■ **Problem to solve**: Print, word for word, everything in the listing below from the line containing "In the photo above, where can the brown" down to the line containing "column 10, row 111", with both of those lines included.
━━━ Rows
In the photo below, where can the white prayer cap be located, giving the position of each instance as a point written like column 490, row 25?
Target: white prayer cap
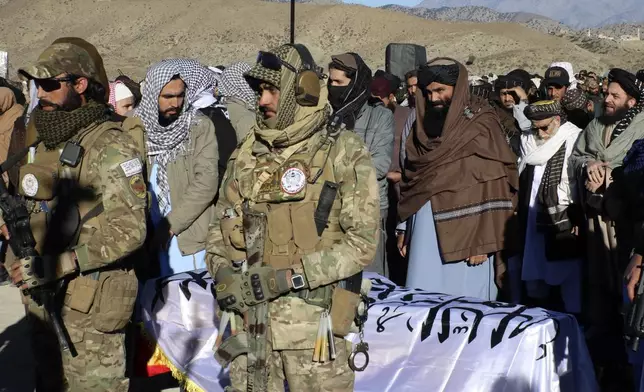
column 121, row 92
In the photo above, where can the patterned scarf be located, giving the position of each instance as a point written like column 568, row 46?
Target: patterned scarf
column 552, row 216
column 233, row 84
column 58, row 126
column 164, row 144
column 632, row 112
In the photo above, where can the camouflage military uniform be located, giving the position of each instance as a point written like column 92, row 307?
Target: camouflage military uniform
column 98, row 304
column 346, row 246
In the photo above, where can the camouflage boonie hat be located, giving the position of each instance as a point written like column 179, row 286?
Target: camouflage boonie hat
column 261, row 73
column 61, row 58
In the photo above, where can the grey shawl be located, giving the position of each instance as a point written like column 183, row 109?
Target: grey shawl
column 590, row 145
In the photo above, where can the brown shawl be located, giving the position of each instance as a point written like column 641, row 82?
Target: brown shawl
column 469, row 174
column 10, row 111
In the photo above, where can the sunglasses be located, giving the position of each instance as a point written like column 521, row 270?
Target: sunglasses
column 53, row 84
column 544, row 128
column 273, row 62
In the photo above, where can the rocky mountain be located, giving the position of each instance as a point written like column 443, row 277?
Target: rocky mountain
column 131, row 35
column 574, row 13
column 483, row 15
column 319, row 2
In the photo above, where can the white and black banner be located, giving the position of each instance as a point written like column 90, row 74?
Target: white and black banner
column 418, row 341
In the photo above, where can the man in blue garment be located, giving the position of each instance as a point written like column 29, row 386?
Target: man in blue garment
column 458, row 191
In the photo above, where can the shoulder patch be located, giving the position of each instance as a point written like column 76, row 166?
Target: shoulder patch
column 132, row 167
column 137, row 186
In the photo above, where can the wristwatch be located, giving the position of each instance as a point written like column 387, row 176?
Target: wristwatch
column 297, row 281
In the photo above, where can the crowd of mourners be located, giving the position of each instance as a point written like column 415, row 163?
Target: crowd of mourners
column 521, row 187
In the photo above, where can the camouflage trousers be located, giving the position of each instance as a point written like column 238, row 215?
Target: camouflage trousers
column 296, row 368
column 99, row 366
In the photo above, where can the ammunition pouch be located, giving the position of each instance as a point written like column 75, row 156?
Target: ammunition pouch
━━━━━━
━━━ Rows
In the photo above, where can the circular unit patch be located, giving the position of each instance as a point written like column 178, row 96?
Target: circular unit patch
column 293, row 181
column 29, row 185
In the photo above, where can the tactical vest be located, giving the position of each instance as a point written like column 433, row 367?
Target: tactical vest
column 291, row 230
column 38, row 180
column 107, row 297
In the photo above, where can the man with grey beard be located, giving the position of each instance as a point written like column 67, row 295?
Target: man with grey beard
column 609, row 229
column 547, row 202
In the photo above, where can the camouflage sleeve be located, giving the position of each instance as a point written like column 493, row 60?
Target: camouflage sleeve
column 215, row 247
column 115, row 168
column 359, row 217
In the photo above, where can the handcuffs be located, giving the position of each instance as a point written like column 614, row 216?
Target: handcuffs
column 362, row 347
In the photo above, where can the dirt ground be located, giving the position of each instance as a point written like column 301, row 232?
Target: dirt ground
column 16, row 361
━━━━━━
■ **Solution to this exercise**:
In the photo above, where can the brown shawl be located, giving the position of each instance as a point written like column 641, row 82?
Target: brown shawl
column 469, row 174
column 10, row 111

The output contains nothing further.